Request: Copy the records below verbatim, omitting the pictures from your answer.
━━ Excerpted data ━━
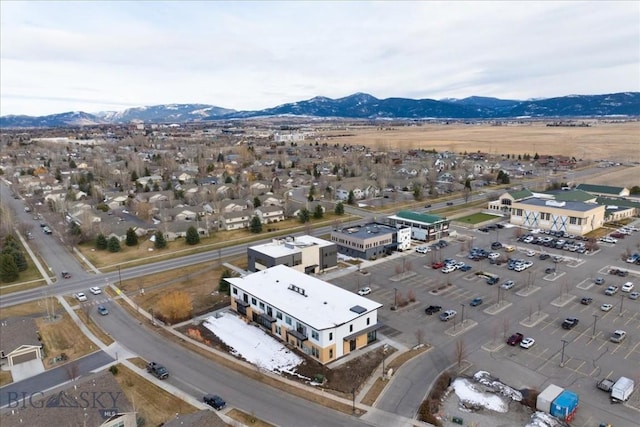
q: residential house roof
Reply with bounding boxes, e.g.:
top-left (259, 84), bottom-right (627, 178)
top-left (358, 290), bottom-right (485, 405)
top-left (225, 265), bottom-right (382, 331)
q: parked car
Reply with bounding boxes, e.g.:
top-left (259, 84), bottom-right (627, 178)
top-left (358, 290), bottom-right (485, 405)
━━━
Result for this task:
q: residential house roof
Reply with bounding boxes, e.g.:
top-left (259, 84), bottom-right (627, 178)
top-left (358, 290), bottom-right (485, 405)
top-left (225, 265), bottom-right (382, 331)
q: parked car
Reply with bounding boxes, e.g.:
top-left (259, 84), bottom-right (627, 178)
top-left (358, 290), bottom-right (485, 405)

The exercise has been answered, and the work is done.